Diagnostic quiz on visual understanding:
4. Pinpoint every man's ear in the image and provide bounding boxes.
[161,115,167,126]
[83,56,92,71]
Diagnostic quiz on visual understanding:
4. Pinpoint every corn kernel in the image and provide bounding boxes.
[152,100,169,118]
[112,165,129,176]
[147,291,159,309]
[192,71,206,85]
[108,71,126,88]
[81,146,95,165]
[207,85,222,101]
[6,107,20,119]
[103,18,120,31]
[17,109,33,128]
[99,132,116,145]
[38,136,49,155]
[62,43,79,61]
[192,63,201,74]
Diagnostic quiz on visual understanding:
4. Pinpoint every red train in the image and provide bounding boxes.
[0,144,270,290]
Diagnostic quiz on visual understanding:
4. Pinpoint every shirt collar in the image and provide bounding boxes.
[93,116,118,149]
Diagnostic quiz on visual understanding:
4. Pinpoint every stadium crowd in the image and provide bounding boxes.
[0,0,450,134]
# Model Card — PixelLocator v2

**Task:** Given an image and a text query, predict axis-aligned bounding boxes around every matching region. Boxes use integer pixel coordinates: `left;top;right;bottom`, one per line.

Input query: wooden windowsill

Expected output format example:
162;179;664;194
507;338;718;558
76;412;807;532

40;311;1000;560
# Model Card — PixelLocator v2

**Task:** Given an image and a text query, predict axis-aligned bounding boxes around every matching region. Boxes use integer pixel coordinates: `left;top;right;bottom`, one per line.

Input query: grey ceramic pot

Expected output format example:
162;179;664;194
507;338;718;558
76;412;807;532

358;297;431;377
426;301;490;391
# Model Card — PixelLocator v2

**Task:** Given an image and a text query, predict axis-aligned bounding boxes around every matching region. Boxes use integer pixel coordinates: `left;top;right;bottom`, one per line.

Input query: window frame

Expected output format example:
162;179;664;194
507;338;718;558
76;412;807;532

_Do this_
Give every line above as a Markdown table with the columns No. and Text, numbering the rows in order and leaving out blank lines.

_Worked solution_
| No. | Text |
|---|---|
| 1 | Diagnostic quiz on visual understanding: |
| 2 | 4. Pinpoint every man's ear in the image and provide bounding boxes. |
| 3 | [161,115,167,126] |
| 4 | [83,56,92,71] |
| 5 | Diagnostic quiz on visual understanding: |
| 6 | 4. Pinpoint every corn kernel in the image and provide bounding boxes. |
| 7 | [152,100,169,118] |
| 8 | [112,165,129,176] |
| 9 | [147,291,159,309] |
| 10 | [192,71,206,85] |
| 11 | [108,71,126,88] |
| 12 | [81,146,95,165] |
| 13 | [207,85,222,101] |
| 14 | [6,107,20,119] |
| 15 | [103,18,120,31] |
| 16 | [17,109,33,128] |
| 17 | [99,132,116,145] |
| 18 | [38,136,49,155] |
| 19 | [62,43,79,61] |
| 20 | [192,63,201,74] |
| 21 | Diagnostic quiz on visual understanding: |
| 22 | 4. Pinpoint every red train in the image and provide bounding boxes. |
| 23 | [0,144,270,290] |
| 24 | Diagnostic quiz on visual understanding: |
| 25 | 4. Pinpoint every shirt collar in the image and provide bounding boxes. |
| 26 | [93,116,118,149] |
| 27 | Diagnostic quiz on visual understanding: |
| 28 | 4. Pinpoint every stadium crowd in the image and provide bounding boxes. |
| 29 | [0,0,450,134] |
| 30 | # Model Card — PixelLocator v2 |
| 31 | **Task:** Given an image and a text query, predict axis-aligned bounding boxes around every matching region. Boxes use integer pixel coordinates: `left;top;right;bottom`, one per line. |
| 32 | Input query: wooden windowsill |
| 33 | Expected output format example: |
| 34 | 162;179;664;194 |
| 35 | 507;338;718;558 |
| 36 | 76;412;807;532 |
| 37 | 40;311;1000;560 |
| 38 | # Model Card — PixelLocator v2 |
| 39 | **Task:** Given an image and a text query, predict axis-aligned bounding boxes around every matching region. Boxes use integer pixel coordinates: `left;top;right;bottom`, one per line. |
| 40 | Input query: grey ceramic pot |
| 41 | Expected output format example: |
| 42 | 162;179;664;194 |
| 43 | 507;338;718;558 |
| 44 | 76;412;807;532 |
| 45 | 358;297;431;377 |
| 46 | 426;301;490;391 |
| 47 | # Model Card — PixelLocator v2 |
| 48 | **Task:** Given an image and a text query, predict axis-aligned bounding boxes around every matching region. Boxes use integer pixel coordinates: `left;top;right;bottom`, one per line. |
| 49 | Input query: window frame |
| 50 | Expected output format example: |
| 51 | 162;179;664;194 |
| 52 | 507;338;718;558 |
| 53 | 76;412;807;532 |